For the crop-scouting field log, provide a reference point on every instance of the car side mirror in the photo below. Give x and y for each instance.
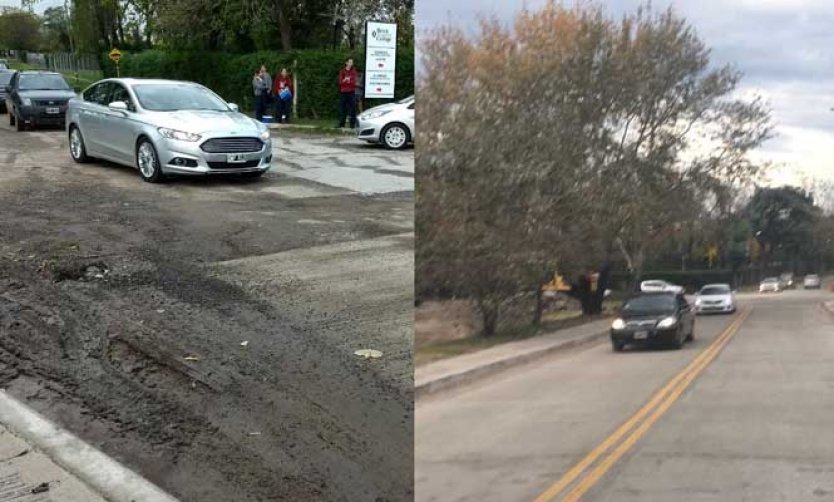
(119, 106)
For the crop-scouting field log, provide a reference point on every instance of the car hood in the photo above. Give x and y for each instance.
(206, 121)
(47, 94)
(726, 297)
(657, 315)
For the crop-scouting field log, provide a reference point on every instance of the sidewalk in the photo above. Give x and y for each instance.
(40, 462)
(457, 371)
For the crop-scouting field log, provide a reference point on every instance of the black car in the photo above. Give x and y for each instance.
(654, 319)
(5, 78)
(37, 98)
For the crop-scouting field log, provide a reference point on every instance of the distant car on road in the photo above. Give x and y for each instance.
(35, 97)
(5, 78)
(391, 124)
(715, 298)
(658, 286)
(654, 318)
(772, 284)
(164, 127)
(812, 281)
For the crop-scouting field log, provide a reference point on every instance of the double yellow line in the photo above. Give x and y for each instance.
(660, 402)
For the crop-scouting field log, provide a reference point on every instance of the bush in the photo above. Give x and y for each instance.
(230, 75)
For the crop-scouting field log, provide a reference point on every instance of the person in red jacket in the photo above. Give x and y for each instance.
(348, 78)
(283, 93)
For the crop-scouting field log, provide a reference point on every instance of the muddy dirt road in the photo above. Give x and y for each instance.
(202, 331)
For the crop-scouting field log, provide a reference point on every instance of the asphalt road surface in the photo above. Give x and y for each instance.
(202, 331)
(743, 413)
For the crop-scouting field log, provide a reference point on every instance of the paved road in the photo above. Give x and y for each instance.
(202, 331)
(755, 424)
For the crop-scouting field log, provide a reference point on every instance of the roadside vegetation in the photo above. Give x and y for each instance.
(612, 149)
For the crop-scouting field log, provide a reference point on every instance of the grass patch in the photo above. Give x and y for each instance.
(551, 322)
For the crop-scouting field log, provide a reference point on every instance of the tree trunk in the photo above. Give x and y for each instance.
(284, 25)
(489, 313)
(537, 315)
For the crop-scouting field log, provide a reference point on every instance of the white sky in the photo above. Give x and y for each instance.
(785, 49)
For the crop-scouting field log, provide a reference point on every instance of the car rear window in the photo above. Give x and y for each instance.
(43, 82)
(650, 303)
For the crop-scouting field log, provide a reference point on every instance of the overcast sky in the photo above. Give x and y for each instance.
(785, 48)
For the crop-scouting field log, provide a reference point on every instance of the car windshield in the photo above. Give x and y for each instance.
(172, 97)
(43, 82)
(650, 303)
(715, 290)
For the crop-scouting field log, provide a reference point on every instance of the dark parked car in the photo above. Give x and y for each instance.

***

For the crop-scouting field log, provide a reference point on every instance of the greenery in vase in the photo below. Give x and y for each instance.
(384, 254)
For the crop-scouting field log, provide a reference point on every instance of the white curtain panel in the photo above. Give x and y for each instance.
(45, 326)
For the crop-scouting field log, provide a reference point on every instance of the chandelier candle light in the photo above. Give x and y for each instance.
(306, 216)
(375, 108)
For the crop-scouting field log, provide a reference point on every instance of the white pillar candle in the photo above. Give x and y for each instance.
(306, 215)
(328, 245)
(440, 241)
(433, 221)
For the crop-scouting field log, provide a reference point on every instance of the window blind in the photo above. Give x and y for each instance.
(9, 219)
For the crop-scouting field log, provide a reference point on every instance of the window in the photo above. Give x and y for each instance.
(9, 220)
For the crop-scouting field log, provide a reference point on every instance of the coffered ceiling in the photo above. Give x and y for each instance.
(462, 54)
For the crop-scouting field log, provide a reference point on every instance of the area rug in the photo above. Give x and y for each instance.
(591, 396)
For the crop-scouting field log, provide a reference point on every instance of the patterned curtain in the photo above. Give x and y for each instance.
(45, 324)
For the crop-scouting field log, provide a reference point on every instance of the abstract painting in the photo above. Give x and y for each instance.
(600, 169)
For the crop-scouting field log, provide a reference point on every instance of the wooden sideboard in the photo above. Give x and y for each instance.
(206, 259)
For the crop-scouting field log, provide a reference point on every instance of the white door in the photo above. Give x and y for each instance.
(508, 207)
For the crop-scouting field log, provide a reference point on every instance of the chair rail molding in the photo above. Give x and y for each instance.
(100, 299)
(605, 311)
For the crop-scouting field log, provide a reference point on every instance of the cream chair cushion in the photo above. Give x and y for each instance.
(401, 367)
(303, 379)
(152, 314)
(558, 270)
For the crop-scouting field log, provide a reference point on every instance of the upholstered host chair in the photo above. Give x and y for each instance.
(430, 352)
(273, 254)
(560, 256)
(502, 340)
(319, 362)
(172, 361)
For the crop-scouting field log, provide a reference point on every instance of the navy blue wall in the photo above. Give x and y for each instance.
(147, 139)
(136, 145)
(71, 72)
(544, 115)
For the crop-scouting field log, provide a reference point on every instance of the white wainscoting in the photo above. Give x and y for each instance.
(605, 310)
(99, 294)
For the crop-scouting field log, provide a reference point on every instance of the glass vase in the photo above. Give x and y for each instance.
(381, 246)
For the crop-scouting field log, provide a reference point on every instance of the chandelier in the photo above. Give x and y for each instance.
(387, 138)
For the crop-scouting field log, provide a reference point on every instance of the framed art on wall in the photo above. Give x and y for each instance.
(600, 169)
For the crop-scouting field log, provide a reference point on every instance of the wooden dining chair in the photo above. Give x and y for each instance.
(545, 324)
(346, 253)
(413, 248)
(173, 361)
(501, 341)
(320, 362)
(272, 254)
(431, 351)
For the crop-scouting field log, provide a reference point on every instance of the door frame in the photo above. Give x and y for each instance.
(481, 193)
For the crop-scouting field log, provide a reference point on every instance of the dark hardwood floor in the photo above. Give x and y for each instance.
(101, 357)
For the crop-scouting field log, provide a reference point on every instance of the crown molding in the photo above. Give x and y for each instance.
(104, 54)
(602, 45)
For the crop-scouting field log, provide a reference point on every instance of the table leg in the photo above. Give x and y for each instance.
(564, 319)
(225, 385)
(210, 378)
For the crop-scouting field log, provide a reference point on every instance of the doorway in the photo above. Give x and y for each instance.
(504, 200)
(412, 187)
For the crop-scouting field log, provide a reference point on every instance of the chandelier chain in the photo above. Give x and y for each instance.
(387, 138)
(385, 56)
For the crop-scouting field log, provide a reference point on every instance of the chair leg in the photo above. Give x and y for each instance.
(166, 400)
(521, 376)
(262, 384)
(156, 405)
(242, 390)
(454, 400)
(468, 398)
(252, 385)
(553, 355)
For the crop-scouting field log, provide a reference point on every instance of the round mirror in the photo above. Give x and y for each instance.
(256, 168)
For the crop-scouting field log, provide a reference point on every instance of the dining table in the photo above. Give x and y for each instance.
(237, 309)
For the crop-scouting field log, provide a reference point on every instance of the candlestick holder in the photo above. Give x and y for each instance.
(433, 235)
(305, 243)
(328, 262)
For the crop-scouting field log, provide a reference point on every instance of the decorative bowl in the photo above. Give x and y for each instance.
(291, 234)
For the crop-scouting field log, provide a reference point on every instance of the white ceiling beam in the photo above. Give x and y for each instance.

***

* [WHAT TO PRODUCE]: Reproduce the lines above, beginning at the line with "of the paved" and stopping after the line with "the dark parked", exactly as they are.

* [ANSWER TO THIS TASK]:
For the crop-scouting field log, provide a reference point on every instance of the paved road in the photo above. Give x and y for each instance.
(202, 331)
(755, 424)
For the crop-scouting field log, provide a reference point on every instance of the roadside vegetation in the photo above. Give x and y for each instance.
(612, 149)
For the crop-scouting field log, provide a reference point on every instance of the grass patch in the photo above. Give x and y for each instance.
(551, 322)
For the crop-scouting field log, provide a reference point on every instance of the tree trunk in the photo above. Give x and y for each instance.
(284, 25)
(489, 313)
(537, 315)
For the crop-scouting field log, provide a reference point on every instance of the white sky in the photo above. Give x and y for each instance.
(785, 49)
For the crop-scouting field log, provide a reference point on every instance of the car rear window in the photo above. Give x and y for each instance.
(43, 82)
(650, 303)
For the crop-scouting field log, provide a reference point on every instance of the overcast sky in the photo above. Give x and y for each instance.
(785, 48)
For the crop-scouting field log, provide a reference point on every instance of the car windshield in the photo above. Give x and y for each instance.
(172, 97)
(43, 82)
(650, 303)
(715, 290)
For the crop-scouting field log, provide a reference point on every instance of the dark parked car in the photo above. Give x and y for each instance.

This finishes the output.